**OBJECTIVE**
Convert the data below into a JSON list of strings with one string per line, leaving out any blank lines.

═══

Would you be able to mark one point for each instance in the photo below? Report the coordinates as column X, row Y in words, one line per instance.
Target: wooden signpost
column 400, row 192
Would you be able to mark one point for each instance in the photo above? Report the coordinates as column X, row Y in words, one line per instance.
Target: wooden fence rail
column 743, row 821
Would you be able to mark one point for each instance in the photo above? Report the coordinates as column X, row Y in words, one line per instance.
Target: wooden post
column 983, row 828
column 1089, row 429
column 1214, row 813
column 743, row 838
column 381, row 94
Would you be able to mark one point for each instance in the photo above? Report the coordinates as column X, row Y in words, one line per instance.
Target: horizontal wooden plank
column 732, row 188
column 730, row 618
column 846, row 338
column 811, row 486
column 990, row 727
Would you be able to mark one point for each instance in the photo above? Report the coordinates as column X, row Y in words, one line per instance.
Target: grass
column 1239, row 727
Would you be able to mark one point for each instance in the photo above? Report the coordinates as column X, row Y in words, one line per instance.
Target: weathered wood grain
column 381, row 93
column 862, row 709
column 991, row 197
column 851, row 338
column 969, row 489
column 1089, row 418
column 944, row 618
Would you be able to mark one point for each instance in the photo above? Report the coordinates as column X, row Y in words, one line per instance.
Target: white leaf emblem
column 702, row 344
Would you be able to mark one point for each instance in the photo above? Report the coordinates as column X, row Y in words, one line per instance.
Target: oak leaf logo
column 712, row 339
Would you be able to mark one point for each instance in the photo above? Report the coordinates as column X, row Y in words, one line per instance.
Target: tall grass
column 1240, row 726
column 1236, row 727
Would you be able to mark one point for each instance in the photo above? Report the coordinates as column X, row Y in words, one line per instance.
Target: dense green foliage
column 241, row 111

═══

**SOLUTION BELOW**
[
  "Would you be able to mark one point for each instance in the photo below? Report the coordinates as column X, row Y in words, one line per instance.",
  "Target: wooden signpost",
  "column 400, row 192",
  "Would you be able to mark one point for each instance in the photo above? Report the coordinates as column X, row Y in words, one line per instance.",
  "Target: wooden fence rail",
  "column 743, row 821",
  "Would you be able to mark one point for each instance in the photo above? Report the coordinates as column X, row Y in words, one line per instance.",
  "Target: wooden post",
  "column 983, row 828",
  "column 1089, row 429",
  "column 1214, row 813",
  "column 743, row 838",
  "column 381, row 94",
  "Would you be able to mark one point for each instance in the photo above? Report the coordinates as column X, row Y in words, one line per instance.",
  "Target: horizontal wooden plank",
  "column 732, row 188",
  "column 730, row 618",
  "column 846, row 338",
  "column 811, row 486",
  "column 990, row 727",
  "Would you be able to mark one point for each instance in the photo above? Report the coordinates as column X, row Y in words, one line per instance.",
  "Target: grass",
  "column 1239, row 727",
  "Would you be able to mark one point for each instance in the photo above? Report the coordinates as column X, row Y in words, one line per instance.",
  "Target: weathered wood grain",
  "column 381, row 93",
  "column 862, row 709",
  "column 991, row 197",
  "column 851, row 338",
  "column 969, row 489",
  "column 1089, row 418",
  "column 944, row 618",
  "Would you be able to mark one point for each instance in the photo above? Report the coordinates as column X, row Y in words, one line per instance.",
  "Target: white leaf emblem",
  "column 702, row 344",
  "Would you be able to mark one point for each instance in the photo above? Report the coordinates as column X, row Y in words, one line per instance.",
  "Target: oak leaf logo",
  "column 712, row 339",
  "Would you be able to mark one point for each instance in the photo above? Report the coordinates as column X, row Y in words, one line per instance.",
  "Target: tall grass",
  "column 1240, row 726",
  "column 1236, row 727",
  "Would you be able to mark one point for each instance in the photo above? Report the coordinates as column X, row Y in words, one line per instance.",
  "Target: dense green foliage",
  "column 241, row 111"
]